*Exercise requirements*
- 1) In the passage below on Ireland and the U.S. balance of payments, what is the Spanish translation of the sentence "If you understand why, then you understand the deep impact that “tax” now has on U.S. balance of payments flows."?
- 2) Reproduce the part of the passage below on Ireland and the U.S. balance of payments that opens with the words containing "And it turns" and closes with "the interactive data).".

*Text passage*
····················
One strange thing about the data the U.S. reports on the balance of payments is that the country-by-country breakout covers Luxembourg but not Ireland.
I suspect that is because the United States reports the country-by-country data for all of the original members of the European Economic Community.
But Ireland today is a balance of payments colossus, thanks to its emergence as the key link in the tax strategies used by many tech firms and many pharmaceutical firms. Ireland is the United States’ largest export market for software services (see Table 2.2), its second largest market for exports of “research and development” services (behind Switzerland), and the biggest single source for U.S. imports of pharmaceuticals.
And, thanks to all the “offshore” profits that U.S. firms built up abroad (under the old tax code, they could defer U.S. income tax payments indefinitely so long as the funds legally were not repatriated back to their parent) and Ireland’s role as a financial center, Ireland was, at least notionally, a large source of financing for the United States.
Back in 2017 and 2018, Ireland was the world’s third largest holder of U.S. Treasury bonds…and it also held another $305 billion of corporate bonds.
And it turns out that Ireland is big enough that it is possible to identify its impact on the balance of payments data—look at a plot of the long-term bonds bought by “other euro area countries” (data is from table 1.3 of the interactive data).
Before the tax reform, "other euro area countries" were buying $100 billion a year in U.S. bonds. In the year after tax reform, they sold about $100 billion of U.S. bonds. That's almost equal to the y/y change in reported Irish holdings of U.S. Treasury and corporate bonds.
If you understand why, then you understand the deep impact that “tax” now has on U.S. balance of payments flows.
Under the old system, U.S. firms effectively could avoid paying corporate income tax on their offshore income by deferring repatriation and legally holding funds in their offshore subsidiaries. That meant that they build up large stock piles of cash on the books of their foreign subsidiaries.
The firms in turn could bring funds home indirectly by borrowing onshore against their offshore cash (see Zoltan Pozsar).
And, well, during the period when U.S. policy rates were close to zero, many firms juiced their returns by shifting from holding “cash” abroad to holding a bond portfolio—Apple could buy Pfizer’s bonds, Pfizer could buy Apple’s bonds, and so on.
With the new tax system, firms no longer have to maintain the charade that the funds are legally offshore: the “global” minimum tax on intangibles cannot be deferred, and that is all U.S. firms with large offshore profits owe back to the United States on their offshore profits. Yet while firms are free to move their funds around without worrying about tax, they are under no obligation to unwind their offshore structures—in fact, the flow of funds back to the United States has been more modest than predicted. But it hasn’t been zero.
Hence, the full reversal in bond flows from “other euro area countries”.
There is a bigger point here—a portion of the bond inflow into the United States over the last ten to fifteen years was the by-product of the buildup of dollar holdings by U.S. based firms, and thus in some sense fake.
····················
*Raw data*
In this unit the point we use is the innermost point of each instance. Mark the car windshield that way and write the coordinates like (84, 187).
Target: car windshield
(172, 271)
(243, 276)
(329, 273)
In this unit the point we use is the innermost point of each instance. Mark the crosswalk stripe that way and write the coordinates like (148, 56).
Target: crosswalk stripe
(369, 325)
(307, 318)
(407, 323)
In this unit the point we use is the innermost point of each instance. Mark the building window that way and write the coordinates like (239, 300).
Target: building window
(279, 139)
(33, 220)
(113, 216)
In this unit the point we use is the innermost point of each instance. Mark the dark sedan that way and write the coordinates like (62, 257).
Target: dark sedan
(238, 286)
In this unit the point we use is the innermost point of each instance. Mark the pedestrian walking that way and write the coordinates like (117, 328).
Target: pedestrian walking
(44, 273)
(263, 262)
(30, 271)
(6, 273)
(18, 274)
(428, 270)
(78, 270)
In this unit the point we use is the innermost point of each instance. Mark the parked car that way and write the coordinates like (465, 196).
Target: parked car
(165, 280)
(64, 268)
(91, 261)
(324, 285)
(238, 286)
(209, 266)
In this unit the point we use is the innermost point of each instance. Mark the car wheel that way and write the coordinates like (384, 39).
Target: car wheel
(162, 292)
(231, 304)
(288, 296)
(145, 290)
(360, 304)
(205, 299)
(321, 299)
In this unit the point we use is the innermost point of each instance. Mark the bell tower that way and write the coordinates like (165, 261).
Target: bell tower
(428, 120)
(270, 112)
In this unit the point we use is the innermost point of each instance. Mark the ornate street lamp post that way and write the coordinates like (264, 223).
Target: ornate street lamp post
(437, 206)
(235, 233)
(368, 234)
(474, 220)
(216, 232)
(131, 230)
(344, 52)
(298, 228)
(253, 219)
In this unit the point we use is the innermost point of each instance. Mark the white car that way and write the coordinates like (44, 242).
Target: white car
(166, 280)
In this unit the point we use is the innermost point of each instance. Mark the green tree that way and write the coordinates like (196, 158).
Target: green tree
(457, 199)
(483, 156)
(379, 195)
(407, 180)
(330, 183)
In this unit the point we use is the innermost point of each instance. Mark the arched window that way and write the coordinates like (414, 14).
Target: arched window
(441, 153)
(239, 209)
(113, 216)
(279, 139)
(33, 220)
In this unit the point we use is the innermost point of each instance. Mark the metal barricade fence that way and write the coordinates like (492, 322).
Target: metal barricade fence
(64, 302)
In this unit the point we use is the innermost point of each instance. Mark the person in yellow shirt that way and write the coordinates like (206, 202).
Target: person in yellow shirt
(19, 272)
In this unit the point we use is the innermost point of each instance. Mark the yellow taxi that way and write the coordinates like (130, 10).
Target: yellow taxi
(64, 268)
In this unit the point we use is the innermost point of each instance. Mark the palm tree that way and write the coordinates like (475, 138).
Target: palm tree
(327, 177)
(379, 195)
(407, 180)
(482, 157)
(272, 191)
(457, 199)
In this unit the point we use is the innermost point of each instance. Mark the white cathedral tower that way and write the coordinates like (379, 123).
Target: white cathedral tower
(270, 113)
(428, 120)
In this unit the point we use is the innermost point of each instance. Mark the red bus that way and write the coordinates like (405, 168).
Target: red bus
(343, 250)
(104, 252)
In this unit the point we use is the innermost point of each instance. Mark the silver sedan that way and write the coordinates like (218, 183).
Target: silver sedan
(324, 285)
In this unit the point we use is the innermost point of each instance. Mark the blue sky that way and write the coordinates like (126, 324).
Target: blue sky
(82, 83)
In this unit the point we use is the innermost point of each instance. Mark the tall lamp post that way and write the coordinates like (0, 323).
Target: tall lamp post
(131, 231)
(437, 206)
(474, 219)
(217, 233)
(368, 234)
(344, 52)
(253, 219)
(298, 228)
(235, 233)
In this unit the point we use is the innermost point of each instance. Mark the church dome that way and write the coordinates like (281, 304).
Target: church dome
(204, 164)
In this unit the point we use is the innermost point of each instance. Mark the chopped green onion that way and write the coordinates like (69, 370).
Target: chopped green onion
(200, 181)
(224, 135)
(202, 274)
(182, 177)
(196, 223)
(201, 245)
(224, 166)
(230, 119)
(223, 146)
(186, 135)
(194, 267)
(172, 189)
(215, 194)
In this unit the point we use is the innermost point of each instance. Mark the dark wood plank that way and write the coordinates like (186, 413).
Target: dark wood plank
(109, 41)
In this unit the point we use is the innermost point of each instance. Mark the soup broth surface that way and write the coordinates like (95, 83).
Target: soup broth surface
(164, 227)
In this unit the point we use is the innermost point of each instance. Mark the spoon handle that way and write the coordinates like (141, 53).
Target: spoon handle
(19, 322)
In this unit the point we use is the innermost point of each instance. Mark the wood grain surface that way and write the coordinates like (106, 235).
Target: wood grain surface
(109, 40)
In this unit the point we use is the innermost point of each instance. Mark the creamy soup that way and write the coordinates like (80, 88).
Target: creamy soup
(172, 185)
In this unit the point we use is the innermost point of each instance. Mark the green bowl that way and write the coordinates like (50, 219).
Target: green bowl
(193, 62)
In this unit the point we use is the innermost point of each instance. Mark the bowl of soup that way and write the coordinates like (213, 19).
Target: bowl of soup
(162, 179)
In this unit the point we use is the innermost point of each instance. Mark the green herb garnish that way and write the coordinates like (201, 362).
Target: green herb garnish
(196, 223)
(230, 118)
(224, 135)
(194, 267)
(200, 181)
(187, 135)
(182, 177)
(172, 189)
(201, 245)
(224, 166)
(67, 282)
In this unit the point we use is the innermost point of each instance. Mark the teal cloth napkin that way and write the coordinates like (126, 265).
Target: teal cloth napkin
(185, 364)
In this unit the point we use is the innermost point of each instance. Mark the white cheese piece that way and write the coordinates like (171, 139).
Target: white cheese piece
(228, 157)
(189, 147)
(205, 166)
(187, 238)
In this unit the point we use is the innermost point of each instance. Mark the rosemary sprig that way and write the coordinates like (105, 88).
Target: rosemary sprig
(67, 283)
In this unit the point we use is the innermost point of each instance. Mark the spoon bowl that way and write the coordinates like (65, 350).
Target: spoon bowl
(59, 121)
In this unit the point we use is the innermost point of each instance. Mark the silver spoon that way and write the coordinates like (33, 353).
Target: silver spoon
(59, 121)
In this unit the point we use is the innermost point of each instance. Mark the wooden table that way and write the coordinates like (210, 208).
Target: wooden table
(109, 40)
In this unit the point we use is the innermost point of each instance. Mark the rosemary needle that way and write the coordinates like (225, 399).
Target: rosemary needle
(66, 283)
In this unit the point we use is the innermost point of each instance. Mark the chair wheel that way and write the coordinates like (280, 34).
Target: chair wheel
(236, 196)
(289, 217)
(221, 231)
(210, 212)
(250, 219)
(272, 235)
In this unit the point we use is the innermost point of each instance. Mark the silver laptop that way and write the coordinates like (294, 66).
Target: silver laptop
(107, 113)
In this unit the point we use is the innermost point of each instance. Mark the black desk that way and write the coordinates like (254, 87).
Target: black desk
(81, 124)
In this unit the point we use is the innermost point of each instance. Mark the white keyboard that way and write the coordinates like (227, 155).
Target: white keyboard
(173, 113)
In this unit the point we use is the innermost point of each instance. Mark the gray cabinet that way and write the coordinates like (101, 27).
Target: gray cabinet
····················
*Problem solutions*
- 1) Si entiendes por qué, entonces entiendes el profundo impacto que los “impuestos” tienen ahora en los flujos de la balanza de pagos de EE. UU.

- 2)
And it turns out that Ireland is big enough that it is possible to identify its impact on the balance of payments data—look at a plot of the long-term bonds bought by “other euro area countries” (data is from table 1.3 of the interactive data).